**DATA LINES:**
===============

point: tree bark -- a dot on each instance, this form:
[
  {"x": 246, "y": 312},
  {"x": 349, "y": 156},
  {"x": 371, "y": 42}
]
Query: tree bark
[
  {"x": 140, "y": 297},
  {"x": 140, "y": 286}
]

===============

**PROBLEM DETAILS:**
List every line of the items above that contains the string "tree", treating uppercase and lowercase letters as distinct.

**SOLUTION FOR THIS TASK:**
point: tree bark -- a dot on each instance, this form:
Query: tree bark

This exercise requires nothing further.